» Task prompt: Continue the article below about family visits at Minnesota nursing homes during COVID-19, starting right after its last sentence.

» Source extract:
§ §

Ready to see grandma face-to-face? After three months of lockdowns intended to protect elderly and vulnerable populations from COVID-19, state health officials recently released guidelines for both outdoor and “open window” visits at nursing homes and other long-term care facilities.

It’s a change that some elder care advocates call overdue, and one of several steps that many seniors and their families had asked the Minnesota Department of Health to consider. More are coming.

“Yes, allowing structured visits needs to be done,” said Eilon Caspi, a consultant on dementia behavior and an adjunct faculty member at the University of Minnesota School of Nursing. “It probably should have been done weeks ago. Why not do it outdoors, if we know the outdoors can be safer than indoors, with masks on?”

Caspi added: “I’m not saying we should have family members just walk in. That would be reckless. (But) we have reports of residents dying of social isolation on death certificates, as a secondary cause of death.”

Still, others who speak out for seniors say alongside ramped-up testing, extreme precautions — even bans on family visits — have been warranted given how quickly COVID-19 can rip through a long-term care center. Statewide, 80 percent of known COVID deaths have been in congregate care facilities.

In early June, the state Department of Health identified four facilities that had upward of 100 confirmed cases of the novel coronavirus between residents and staff, including two locations with more than 50 resident deaths apiece.

“(Congregate care) absolutely demands close personal contact from other human beings who are coming in from the outside multiple times a day,” said Dr. James Pacala, a University of Minnesota Medical School professor and past president of the American Geriatrics Society. “There’s no substitute. There’s no video iPad that can help a nursing home resident get out of bed, or toilet properly, or put in their dentures.”

Moving forward, what else should government, industry and families of loved ones be doing differently when it comes to protecting those in long-term care from the virus? Here’s where six elder care advocates stand on that question:


Kristine Sundberg is the executive director of Elder Voice Family Advocates, a coalition that came together in 2017 around issues of elder abuse and neglect in congregate care settings.

“I think we need to sit down together — the advocates and the (state) Department of Health — to figure out what makes sense for visitation. There’s going to be risks, no matter what we do. But from the family’s point of view, this is getting dire. People are significantly declining.

§ §

» Recorded information:
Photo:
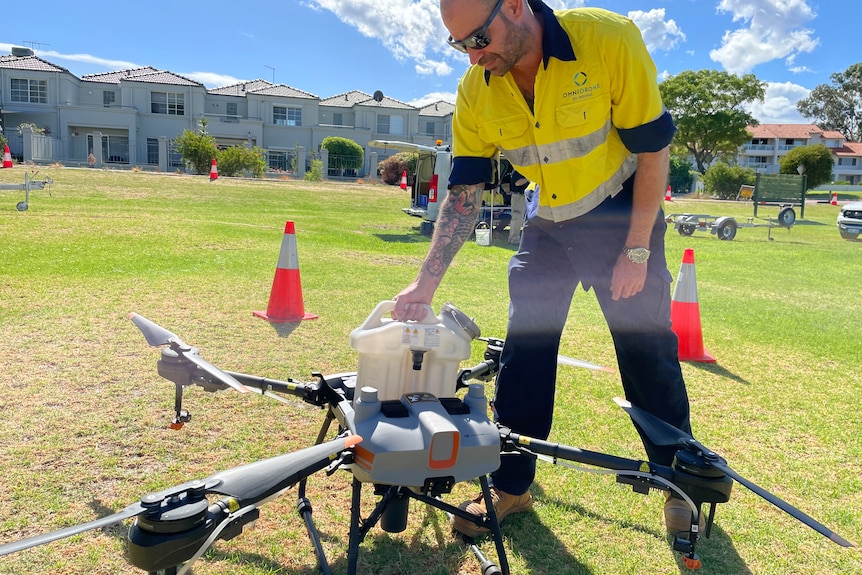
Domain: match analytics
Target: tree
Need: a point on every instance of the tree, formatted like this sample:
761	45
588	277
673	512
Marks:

§ §

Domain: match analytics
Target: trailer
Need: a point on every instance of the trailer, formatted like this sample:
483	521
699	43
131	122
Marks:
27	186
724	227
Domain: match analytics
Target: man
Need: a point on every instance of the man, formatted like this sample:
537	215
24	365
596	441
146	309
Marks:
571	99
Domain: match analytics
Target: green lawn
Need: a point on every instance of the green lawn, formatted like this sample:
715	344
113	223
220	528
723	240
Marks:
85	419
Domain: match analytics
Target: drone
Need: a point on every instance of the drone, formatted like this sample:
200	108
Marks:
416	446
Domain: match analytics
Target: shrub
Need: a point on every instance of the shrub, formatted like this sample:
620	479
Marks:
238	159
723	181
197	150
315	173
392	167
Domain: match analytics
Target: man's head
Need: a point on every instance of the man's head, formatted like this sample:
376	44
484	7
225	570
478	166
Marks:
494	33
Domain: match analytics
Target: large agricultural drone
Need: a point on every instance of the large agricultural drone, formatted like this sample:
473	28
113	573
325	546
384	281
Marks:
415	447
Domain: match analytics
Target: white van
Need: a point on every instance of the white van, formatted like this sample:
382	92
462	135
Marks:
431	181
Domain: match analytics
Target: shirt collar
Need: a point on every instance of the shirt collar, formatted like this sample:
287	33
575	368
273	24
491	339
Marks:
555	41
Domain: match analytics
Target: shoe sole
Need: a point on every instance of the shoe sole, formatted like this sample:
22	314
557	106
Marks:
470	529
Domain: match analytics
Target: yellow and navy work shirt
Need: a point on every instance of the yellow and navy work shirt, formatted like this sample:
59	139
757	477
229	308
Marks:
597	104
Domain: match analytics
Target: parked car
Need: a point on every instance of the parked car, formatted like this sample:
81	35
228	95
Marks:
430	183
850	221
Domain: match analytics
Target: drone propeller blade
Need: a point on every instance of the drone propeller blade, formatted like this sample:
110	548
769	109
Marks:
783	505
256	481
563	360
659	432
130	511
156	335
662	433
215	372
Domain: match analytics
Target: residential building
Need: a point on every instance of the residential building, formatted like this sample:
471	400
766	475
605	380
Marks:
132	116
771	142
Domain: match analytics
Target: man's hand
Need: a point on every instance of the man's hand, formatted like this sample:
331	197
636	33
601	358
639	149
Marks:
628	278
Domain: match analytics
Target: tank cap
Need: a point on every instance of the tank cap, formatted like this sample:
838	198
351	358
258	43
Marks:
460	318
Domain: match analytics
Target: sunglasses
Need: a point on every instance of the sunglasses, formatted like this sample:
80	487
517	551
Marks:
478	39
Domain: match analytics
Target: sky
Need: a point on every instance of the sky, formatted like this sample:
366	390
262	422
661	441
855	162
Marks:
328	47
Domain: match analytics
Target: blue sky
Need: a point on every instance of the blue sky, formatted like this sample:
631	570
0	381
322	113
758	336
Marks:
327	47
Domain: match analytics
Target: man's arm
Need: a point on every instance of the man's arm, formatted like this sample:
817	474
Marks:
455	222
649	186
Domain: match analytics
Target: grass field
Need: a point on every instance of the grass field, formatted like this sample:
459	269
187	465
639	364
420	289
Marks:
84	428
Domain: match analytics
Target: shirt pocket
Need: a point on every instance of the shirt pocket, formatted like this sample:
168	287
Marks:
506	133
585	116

§ §

» Reply to the task:
"And we know that the isolation is killing some of them. Isolation has been well-established as a critical health and psychological issue, especially for the elderly. Especially now during the summer, there needs to be ways that they can visit outside, or that the facility can help provide a safe area for them to visit.”


Mary Jo George is the advocacy director with AARP Minnesota, the nation’s largest association of retired people.

“Given the number of deaths, we are continuing to call on lawmakers to do more. Some of the questions we are raising: Should we be looking to create new sites that just treat COVID? … Should we be eliminating the practice of sending COVID-positive patients from hospitals back to these facilities?

“If you’re in a roommate situation, and one roommate tests positive, we think they should not have to share a room. That is just a death sentence.”

In January, a state statute called the Electronic Monitoring Act took effect that allows families to install their own remote-activated security cameras in a loved one’s congregate care room so they can monitor them from afar.

“(Facilities) do have to allow an Internet provider to come in, if they need to do that,” George said. “I would highly consider folks consider that. We want people to know the law on the books — families can install cameras.”


Julie Roles is the communications director with the Metropolitan Area Agency on Aging, a regional agency that runs the Senior LinkAge Line and other senior services on behalf of the Minnesota Board on Aging.

“Most Minnesota nursing homes and assisted-living facilities acted quickly to limit visitors and put safety practices in place. They have struggled to attain sufficient cleaning supplies and personal protective equipment, and while there have been improvements, access to supplies must be a priority for state government and for care facilities.

“Lack of adequate staffing and low wages are long-standing problems that must be addressed to help ensure safe environments for residents of nursing homes. Findings from a study released in May found no relationship between the quality of a nursing home (as measured by ‘Nursing Home Compare’ star ratings) and the incidence of infection or death.

“Limiting in-person visits is necessary to protect residents who are especially vulnerable to COVID-19. We do not advocate for broadly loosening those restrictions. We do, however, believe that people with dementia and other serious conditions need family and friend caregivers.

“Care centers should make exceptions for family caregivers who provide essential care. We support Gov. (Tim) Walz’s five-point plan for protecting long-term care residents. … We believe that the state and industry leaders are on the right track, but they must be diligent.

“Public sentiment also has a role, and we fear the public is dismissing the severity of COVID-19 — seeing it as a problem for old people rather than a collective problem. Leaders must ask themselves if the decisions they make about the economy are at the expense of the lives and well-being of older adults.”


Eilon Caspi is the founder of Dementia Behavior Consulting and an adjunct faculty member at the University of Minnesota’s School of Nursing. He is a founding member of the Elder Voice Family Advocates coalition.

Caspi said family members visiting care facilities are often the first to pick up on bruises, skipped medications, bed sores and other evidence of potentially life-threatening abuse or neglect. Without structured visits, that level of protection has been missing until now.

“We’re missing the family advocates, because they can’t visit,” he said. “We’re missing 95 percent of investigations that would have been conducted prior to COVID-19.

“There’s a lot of neglect taking place. Because of worsening staffing conditions, they’re not getting the care they received prior to the pandemic, but on the death certificate, it won’t say ‘COVID’ (because they’re not infected).

“Staffing was a major issue before COVID-19. … The crisis was here well before the mega-crisis was here.”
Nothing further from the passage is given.